--- Start of Text extract ---

###  Activity 2.0: Loop Ordering and False Sharing

This activity reinforces the concept of reduction and the caching principles taught in the lecture on Cilk on Sep. 18. It is recommended that you run this on the CS machines `gradx.cs.jhu.edu` or `ugradx.cs.jhu.edu`.  The results make sense here.  It is OK to run this on any machine that has at least 4 cores.  If you run on different machine, you may end up with slightly different results. It is OK if your results don't track exactly with the expected findings. On my M1 laptop the results get confusing.

**Due date**: Thursday September 28, 2023, 9:00 pm EDT.

**Instructions for Submission**: Submit via Gradescope.

### The Program

The is a nested loop program that counts the number of occurences of a list of tokens in an array of elements. This is a common computing pattern in data analytics. This could be used to count the number of messages sent in a network from a set of sources.

There are two serial versions of the program.  These are:
  * `countTokensElementsFirst`: loop over the larger elements array in the outer loop and the smaller tokens array in the inner loop.
  * `countTokensTokensFirst`: loop over the larger elements array in the outer loop and the smaller tokens array in the inner loop.
  
This is not a 2-d dimensional data structure like our previous examples. It is 2 separate arrays.

#### Programming


Complete the *TODO* instructions in [activities/tokens_omp.cpp].

--- End of Text extract ---

### [Request 1]
Lay out the records as a JSON list of strings, one string per line with blank lines omitted, starting with the line that contains "Call locate_point to put a point on the rippled" and continuing through the end of the records.

--- Start of Material for this task ---

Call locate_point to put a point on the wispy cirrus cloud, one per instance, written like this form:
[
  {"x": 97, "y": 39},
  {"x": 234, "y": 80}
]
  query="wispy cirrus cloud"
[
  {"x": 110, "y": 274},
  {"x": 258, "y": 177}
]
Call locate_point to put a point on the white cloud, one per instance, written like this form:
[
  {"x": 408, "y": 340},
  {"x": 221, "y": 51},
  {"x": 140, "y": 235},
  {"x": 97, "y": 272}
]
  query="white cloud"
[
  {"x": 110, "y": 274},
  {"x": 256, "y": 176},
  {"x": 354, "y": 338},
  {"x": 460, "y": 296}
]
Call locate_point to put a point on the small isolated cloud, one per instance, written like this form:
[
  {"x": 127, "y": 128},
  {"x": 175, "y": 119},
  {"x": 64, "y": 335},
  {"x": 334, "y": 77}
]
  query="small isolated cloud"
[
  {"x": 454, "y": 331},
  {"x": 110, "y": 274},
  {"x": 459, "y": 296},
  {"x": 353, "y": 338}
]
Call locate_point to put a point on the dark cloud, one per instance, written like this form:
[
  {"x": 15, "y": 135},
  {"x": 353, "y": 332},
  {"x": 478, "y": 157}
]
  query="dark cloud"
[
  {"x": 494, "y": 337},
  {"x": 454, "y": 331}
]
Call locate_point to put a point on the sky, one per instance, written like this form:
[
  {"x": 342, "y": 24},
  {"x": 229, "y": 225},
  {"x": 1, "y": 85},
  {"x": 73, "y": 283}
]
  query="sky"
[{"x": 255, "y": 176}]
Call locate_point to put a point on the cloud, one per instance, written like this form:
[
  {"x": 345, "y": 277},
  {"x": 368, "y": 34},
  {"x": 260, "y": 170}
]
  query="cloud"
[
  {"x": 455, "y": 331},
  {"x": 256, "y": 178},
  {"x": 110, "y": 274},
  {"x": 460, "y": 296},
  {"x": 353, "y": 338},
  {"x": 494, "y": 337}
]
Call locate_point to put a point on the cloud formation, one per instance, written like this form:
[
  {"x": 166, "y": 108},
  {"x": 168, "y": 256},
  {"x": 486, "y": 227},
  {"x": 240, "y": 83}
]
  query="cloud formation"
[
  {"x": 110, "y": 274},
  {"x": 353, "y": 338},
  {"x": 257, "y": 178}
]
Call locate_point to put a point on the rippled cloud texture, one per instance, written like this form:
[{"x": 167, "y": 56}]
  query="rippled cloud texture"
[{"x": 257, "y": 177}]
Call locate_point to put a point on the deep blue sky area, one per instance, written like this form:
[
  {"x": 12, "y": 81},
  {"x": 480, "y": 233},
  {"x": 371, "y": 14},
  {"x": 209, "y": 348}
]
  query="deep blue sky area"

--- End of Material for this task ---

### [Request 2]
According to the activity description, when is the activity due?

### [Correct answer 1]
[
  "Call locate_point to put a point on the rippled cloud texture, one per instance, written like this form:",
  "[{\"x\": 167, \"y\": 56}]",
  "  query=\"rippled cloud texture\"",
  "[{\"x\": 257, \"y\": 177}]",
  "Call locate_point to put a point on the deep blue sky area, one per instance, written like this form:",
  "[",
  "  {\"x\": 12, \"y\": 81},",
  "  {\"x\": 480, \"y\": 233},",
  "  {\"x\": 371, \"y\": 14},",
  "  {\"x\": 209, \"y\": 348}",
  "]",
  "  query=\"deep blue sky area\""
]

### [Correct answer 2]
Thursday, September 28, 2023, at 9:00 pm EDT.